_WHAT NEEDS TO BE DONE_. Reproduce the listing below with every "Indicate" switched to "Mark" and nothing else altered. Leave the pictures out.

_ENTRIES_.
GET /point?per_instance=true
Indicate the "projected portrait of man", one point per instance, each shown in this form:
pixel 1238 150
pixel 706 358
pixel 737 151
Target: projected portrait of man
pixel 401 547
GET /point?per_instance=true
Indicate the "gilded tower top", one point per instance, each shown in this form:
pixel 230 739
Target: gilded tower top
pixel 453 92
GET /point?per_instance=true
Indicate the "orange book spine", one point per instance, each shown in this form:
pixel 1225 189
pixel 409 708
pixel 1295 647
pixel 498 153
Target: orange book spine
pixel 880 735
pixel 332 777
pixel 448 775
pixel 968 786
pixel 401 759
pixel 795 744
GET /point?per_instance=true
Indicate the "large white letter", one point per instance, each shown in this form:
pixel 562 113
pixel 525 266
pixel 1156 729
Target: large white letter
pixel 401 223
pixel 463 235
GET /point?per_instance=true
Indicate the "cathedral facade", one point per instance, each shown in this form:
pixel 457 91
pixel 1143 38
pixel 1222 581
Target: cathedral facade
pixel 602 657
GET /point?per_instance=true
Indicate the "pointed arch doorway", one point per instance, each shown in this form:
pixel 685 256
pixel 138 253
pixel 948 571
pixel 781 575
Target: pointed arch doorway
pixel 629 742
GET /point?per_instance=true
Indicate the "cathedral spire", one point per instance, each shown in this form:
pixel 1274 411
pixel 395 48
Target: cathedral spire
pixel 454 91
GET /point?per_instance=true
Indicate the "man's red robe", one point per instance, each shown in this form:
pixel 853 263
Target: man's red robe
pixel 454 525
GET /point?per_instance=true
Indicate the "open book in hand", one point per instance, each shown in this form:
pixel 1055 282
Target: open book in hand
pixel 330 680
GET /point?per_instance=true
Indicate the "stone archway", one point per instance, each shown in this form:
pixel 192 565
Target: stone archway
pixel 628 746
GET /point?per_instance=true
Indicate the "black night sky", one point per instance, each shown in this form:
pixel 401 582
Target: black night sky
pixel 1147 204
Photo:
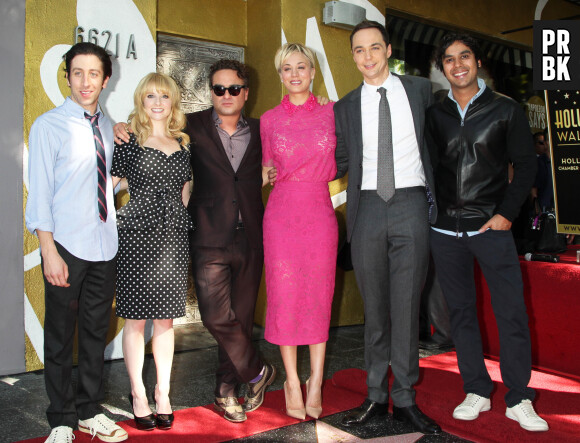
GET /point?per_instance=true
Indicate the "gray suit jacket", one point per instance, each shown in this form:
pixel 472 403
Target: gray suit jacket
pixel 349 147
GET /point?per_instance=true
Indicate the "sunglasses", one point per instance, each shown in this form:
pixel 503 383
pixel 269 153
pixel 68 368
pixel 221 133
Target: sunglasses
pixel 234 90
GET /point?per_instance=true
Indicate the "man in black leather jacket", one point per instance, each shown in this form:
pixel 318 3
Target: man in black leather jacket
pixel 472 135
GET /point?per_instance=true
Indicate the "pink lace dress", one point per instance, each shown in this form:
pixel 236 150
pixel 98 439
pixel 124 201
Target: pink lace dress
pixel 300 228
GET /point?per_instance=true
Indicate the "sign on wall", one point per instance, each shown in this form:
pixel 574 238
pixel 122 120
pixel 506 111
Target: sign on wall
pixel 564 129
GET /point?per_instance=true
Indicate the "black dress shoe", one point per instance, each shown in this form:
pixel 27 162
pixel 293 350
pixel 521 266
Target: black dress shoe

_FINISHED TASK_.
GET /point?per_instance=true
Mark the "projected portrait of man", one point per instance, each shown in this form:
pixel 1238 150
pixel 706 358
pixel 737 151
Target: projected portrait of man
pixel 401 547
GET /point?per_instance=true
Mark the "gilded tower top", one point per instance, each shown in this form:
pixel 230 739
Target: gilded tower top
pixel 453 92
GET /point?per_instance=true
Mark the "orange book spine", one point per instance, each shown in this form:
pixel 1225 189
pixel 409 708
pixel 1295 647
pixel 498 153
Target: orange book spine
pixel 880 735
pixel 332 777
pixel 448 775
pixel 968 786
pixel 401 759
pixel 795 744
GET /point?per_instance=true
Mark the "large white letter", one point per instance, each shown in this form:
pixel 562 113
pixel 525 266
pixel 1156 729
Target: large white letter
pixel 401 223
pixel 463 235
GET /point?per_instance=true
Mark the "cathedral facade", one point per instance, each shown in this form:
pixel 457 91
pixel 1143 38
pixel 1222 581
Target: cathedral facade
pixel 602 657
GET /point?per_instance=true
Mark the "pointed arch doorway", one point per instance, each shown in this form:
pixel 685 256
pixel 138 253
pixel 948 571
pixel 781 575
Target: pointed arch doorway
pixel 629 742
GET /point?per_instance=true
Mark the "cathedral spire", one point per instance, each shown in this form:
pixel 1274 411
pixel 395 48
Target: cathedral spire
pixel 454 91
GET /point?per_instance=true
Mark the "man's red robe", one point per instance, each shown in this form:
pixel 853 263
Target: man's red robe
pixel 454 525
GET /point?per_instance=true
Mark the "open book in hand", one point per instance, each shown in this form:
pixel 1055 282
Target: open book in hand
pixel 330 680
GET /point?per_instance=true
Mark the "stone archway", one point per instance, each shown in this form:
pixel 192 565
Target: stone archway
pixel 628 746
GET /point?per_instance=true
Mark the "black night sky", one point per instance, each shown in this form:
pixel 401 582
Target: black night sky
pixel 1147 204
Photo:
GET /point?per_instance=true
Mark the "gray suit jacket", one point per instance, each shown in this form:
pixel 472 403
Target: gray suit jacket
pixel 349 147
GET /point?per_instance=true
Mark the "sunglasses", one point per instance, each shown in this form:
pixel 503 383
pixel 269 153
pixel 68 368
pixel 221 133
Target: sunglasses
pixel 234 90
GET /point?per_instance=true
Mark the "man in black leather jacket", one point per instance, each shown in this form:
pixel 318 3
Target: man in black leather jacket
pixel 472 135
GET /point?per_instance=true
Mark the "pink lace dress", one point per instance, each shown in this form:
pixel 236 150
pixel 98 439
pixel 124 201
Target: pink lace dress
pixel 300 228
GET /point?per_instance=true
Mark the "sign on wall", one point per instance, each shown in this form:
pixel 574 238
pixel 122 120
pixel 506 111
Target: sign on wall
pixel 564 129
GET /point?per_instance=true
Mark the "black dress shoe", one point per instance, each shown in this form:
pixel 27 162
pixel 293 350
pixel 521 266
Target: black dress shoe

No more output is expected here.